===== The data =====

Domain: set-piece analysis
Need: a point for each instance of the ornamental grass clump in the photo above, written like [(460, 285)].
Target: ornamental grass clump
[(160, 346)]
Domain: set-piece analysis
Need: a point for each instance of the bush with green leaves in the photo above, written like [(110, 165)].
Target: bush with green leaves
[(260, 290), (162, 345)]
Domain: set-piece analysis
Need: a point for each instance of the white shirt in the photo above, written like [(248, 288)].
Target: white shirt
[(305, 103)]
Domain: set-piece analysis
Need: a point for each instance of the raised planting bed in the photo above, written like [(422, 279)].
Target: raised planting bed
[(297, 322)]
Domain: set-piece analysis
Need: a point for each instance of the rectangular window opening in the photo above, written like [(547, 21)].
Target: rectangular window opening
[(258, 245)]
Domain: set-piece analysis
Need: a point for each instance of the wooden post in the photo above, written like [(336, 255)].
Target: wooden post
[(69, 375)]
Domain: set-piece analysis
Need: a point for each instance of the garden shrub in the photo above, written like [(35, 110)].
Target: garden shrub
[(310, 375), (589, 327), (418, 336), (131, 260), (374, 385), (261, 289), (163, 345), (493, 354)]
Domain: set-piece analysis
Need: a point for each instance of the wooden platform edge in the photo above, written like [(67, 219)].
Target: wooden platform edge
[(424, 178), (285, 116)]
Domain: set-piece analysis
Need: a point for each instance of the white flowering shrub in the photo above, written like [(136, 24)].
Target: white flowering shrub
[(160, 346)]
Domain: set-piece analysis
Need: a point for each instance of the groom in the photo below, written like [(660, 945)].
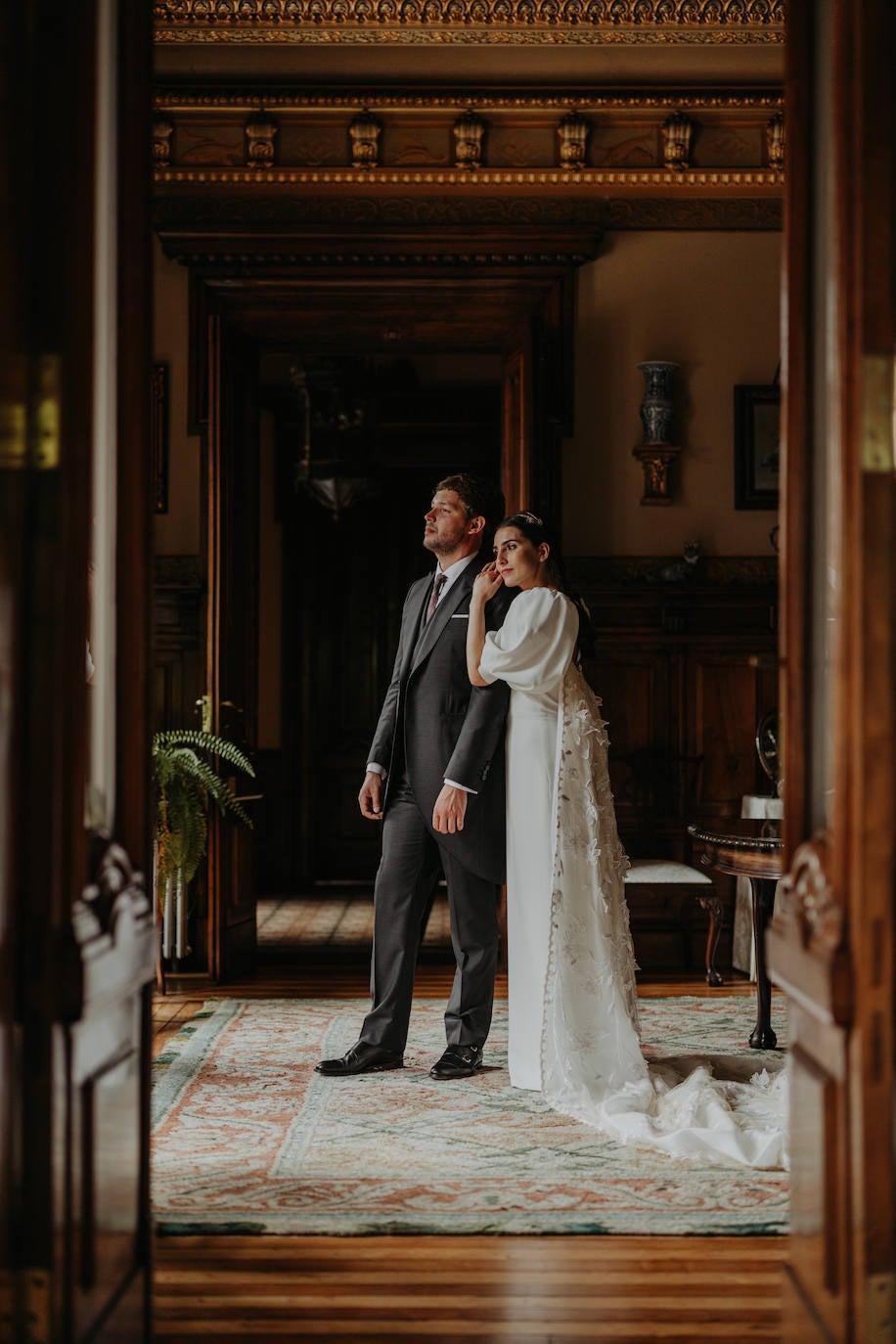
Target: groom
[(435, 780)]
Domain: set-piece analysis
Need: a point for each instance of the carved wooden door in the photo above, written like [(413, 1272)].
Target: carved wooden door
[(76, 933), (233, 632), (830, 946)]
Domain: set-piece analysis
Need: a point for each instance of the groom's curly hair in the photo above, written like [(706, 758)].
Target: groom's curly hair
[(479, 498)]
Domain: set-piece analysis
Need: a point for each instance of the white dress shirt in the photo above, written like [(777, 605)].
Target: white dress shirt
[(452, 573)]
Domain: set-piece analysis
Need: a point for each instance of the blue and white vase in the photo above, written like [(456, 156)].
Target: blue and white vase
[(655, 408)]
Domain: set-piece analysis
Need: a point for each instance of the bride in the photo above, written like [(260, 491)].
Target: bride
[(571, 973)]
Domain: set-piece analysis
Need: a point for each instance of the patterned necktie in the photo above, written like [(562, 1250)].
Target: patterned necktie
[(438, 584)]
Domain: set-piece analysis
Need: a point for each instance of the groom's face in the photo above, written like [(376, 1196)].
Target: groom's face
[(448, 524)]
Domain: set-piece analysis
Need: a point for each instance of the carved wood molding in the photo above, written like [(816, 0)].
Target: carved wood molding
[(808, 935), (349, 98), (669, 179), (715, 570), (809, 906), (201, 225), (441, 22)]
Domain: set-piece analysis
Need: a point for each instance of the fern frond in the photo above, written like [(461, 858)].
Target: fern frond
[(207, 742)]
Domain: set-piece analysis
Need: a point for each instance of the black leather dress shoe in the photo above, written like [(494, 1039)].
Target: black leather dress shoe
[(458, 1062), (360, 1059)]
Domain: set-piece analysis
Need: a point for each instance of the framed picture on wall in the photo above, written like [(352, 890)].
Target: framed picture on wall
[(756, 445)]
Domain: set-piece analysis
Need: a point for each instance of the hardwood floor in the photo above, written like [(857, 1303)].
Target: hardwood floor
[(450, 1289), (533, 1289)]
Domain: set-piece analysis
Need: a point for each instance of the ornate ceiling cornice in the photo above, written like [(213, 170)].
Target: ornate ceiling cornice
[(272, 223), (347, 100), (465, 22), (458, 178)]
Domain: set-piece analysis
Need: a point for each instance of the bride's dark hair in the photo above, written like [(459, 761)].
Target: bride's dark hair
[(535, 531)]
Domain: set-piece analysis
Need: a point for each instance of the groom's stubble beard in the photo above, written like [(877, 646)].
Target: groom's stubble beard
[(445, 545)]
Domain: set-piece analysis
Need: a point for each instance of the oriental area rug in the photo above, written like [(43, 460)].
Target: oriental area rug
[(248, 1139)]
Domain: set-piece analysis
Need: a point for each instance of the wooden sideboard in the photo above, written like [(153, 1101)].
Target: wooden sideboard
[(686, 672)]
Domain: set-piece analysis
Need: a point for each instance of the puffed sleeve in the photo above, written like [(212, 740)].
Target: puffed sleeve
[(533, 647)]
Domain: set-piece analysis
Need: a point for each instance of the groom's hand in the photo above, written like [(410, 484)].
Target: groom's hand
[(371, 796), (449, 811)]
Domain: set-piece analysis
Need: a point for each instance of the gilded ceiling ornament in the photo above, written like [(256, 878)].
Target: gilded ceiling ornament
[(711, 179), (364, 132), (469, 132), (469, 21), (776, 140), (259, 140), (241, 100), (677, 130), (572, 133)]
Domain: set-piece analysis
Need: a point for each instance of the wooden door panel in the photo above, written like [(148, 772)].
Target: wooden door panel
[(637, 703), (723, 712), (809, 963), (830, 948), (231, 632)]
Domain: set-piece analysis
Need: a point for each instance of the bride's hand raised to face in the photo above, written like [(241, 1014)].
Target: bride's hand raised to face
[(486, 584)]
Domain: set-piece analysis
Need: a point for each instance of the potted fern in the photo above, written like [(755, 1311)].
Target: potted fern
[(186, 785)]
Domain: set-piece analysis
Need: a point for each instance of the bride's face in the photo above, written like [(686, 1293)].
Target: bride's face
[(517, 560)]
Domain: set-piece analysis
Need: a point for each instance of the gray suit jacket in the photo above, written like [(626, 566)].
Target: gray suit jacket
[(438, 726)]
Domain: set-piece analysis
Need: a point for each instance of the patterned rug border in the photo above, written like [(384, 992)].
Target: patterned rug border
[(183, 1056)]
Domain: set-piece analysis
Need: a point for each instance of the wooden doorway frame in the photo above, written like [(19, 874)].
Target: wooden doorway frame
[(830, 946), (528, 316)]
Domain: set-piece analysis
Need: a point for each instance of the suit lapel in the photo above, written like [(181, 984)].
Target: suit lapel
[(443, 611), (416, 607)]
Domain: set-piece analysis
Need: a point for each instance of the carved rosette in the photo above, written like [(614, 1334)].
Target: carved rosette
[(572, 135), (261, 130), (469, 135), (776, 141), (364, 132), (677, 132), (162, 129), (808, 902)]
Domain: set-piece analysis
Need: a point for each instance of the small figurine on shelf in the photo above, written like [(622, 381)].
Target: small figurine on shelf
[(677, 571)]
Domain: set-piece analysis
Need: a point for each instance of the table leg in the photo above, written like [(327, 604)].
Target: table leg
[(763, 901), (712, 905)]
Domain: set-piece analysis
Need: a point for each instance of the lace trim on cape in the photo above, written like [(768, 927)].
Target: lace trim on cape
[(591, 1062)]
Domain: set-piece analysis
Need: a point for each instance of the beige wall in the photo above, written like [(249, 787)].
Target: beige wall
[(177, 531), (709, 302)]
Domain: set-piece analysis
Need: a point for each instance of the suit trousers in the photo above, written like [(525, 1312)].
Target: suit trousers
[(407, 874)]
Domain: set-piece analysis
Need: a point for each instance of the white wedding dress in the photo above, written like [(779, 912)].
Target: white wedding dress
[(571, 972)]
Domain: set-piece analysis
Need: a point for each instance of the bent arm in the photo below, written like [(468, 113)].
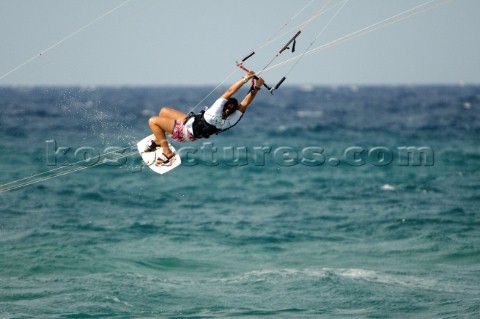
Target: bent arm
[(250, 96), (237, 85)]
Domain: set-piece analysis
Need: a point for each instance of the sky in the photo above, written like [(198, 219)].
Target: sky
[(186, 42)]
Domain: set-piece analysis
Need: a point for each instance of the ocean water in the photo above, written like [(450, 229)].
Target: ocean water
[(323, 202)]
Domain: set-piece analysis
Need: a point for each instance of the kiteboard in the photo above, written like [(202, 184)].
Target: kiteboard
[(150, 158)]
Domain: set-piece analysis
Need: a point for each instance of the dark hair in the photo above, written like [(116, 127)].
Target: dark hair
[(230, 106)]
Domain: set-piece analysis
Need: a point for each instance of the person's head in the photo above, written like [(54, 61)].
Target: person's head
[(229, 107)]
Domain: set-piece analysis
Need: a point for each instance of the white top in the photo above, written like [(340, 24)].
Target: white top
[(213, 115)]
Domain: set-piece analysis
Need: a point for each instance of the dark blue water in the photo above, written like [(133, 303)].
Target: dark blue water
[(347, 202)]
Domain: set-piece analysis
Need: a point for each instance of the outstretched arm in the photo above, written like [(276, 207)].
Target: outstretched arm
[(250, 96), (237, 85)]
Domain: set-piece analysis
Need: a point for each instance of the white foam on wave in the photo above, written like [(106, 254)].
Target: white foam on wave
[(273, 275)]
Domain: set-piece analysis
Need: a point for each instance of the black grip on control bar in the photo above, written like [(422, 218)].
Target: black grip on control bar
[(248, 56)]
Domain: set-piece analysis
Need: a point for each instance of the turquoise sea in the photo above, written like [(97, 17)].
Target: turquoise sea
[(323, 202)]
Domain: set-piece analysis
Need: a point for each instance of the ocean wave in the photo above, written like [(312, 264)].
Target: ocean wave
[(354, 274)]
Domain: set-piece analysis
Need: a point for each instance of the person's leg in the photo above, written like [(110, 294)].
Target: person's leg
[(164, 123)]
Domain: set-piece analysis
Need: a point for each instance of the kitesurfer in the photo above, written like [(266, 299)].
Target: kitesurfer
[(222, 115)]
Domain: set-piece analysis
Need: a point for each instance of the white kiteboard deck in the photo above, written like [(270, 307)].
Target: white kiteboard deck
[(150, 158)]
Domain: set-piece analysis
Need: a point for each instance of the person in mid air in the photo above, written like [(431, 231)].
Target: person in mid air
[(222, 115)]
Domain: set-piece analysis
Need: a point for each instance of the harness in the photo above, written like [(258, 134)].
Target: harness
[(203, 129)]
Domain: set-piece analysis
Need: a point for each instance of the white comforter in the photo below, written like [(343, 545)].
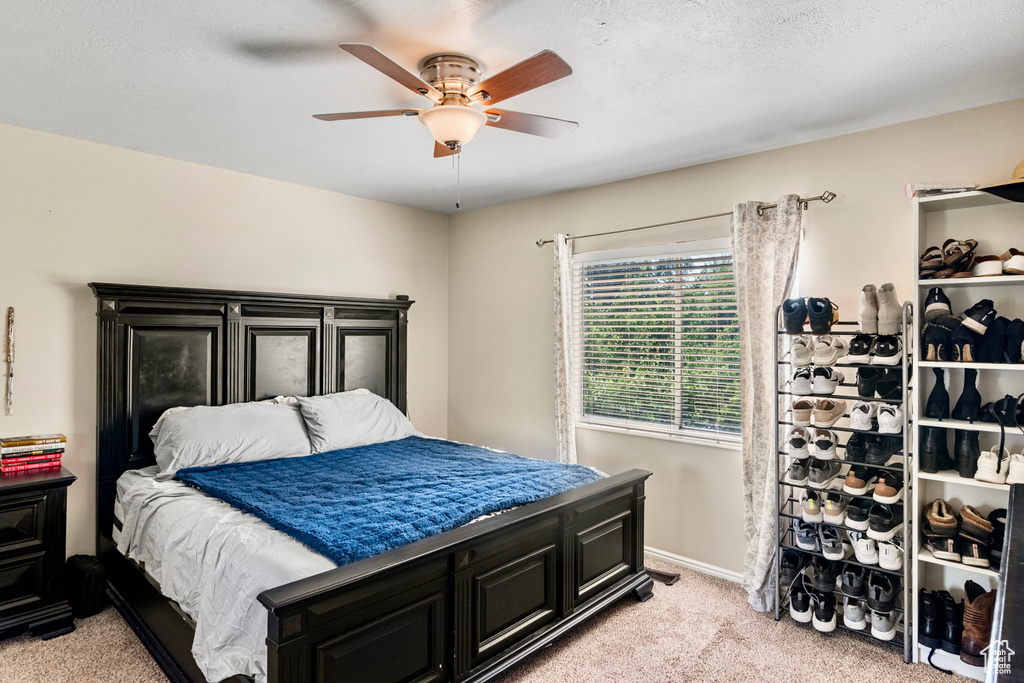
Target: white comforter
[(213, 560)]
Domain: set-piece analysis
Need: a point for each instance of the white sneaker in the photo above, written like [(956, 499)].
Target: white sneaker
[(1016, 474), (864, 549), (861, 415), (891, 555), (801, 351), (868, 317), (801, 382), (826, 380), (828, 349), (890, 419), (990, 468), (890, 312)]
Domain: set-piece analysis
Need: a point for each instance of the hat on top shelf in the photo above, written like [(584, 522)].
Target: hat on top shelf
[(1012, 189)]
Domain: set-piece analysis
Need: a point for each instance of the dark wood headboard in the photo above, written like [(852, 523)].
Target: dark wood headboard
[(159, 347)]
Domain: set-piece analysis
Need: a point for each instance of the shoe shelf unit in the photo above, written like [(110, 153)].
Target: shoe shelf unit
[(788, 504), (995, 223)]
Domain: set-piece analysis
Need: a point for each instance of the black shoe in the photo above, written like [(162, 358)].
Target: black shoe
[(979, 316), (967, 449), (824, 573), (856, 449), (790, 565), (953, 621), (1015, 340), (936, 304), (821, 313), (935, 450), (860, 349), (969, 404), (854, 581), (890, 384), (882, 591), (938, 400), (794, 315), (965, 342), (932, 614), (880, 447), (993, 345), (866, 380)]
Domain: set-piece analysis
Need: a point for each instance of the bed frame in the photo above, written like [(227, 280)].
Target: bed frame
[(459, 606)]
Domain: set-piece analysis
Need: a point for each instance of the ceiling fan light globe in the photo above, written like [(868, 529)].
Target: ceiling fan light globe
[(453, 123)]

=====

Task requirements: Starting from the first line of the records above, retype each line exactly up to and including the one that contains "Need: a point for each instance of the rectangular", and nothing more.

Answer box:
Domain: set-piece analysis
Need: a point for each instance of the ornamental grass clump in the photo above, written like [(460, 285)].
Target: ornamental grass clump
[(160, 346)]
Domain: set-piece analysis
Need: a point for each instance of the bush with green leaves in the photo above, written like [(110, 165)].
Target: bush with green leaves
[(260, 290), (162, 345)]
Domain: set-piece analysis
Need: a point for each instance of the white shirt in the photo above, written like [(248, 288)].
Target: white shirt
[(305, 103)]
Domain: set-piece analysis
Need: a point for each instance of the raised planting bed in the photo above, written like [(422, 279)].
Target: raised planting bed
[(297, 322)]
Domain: set-piece analysis
Need: a point for each instance of the rectangular window opening in the photo above, written like [(547, 21)].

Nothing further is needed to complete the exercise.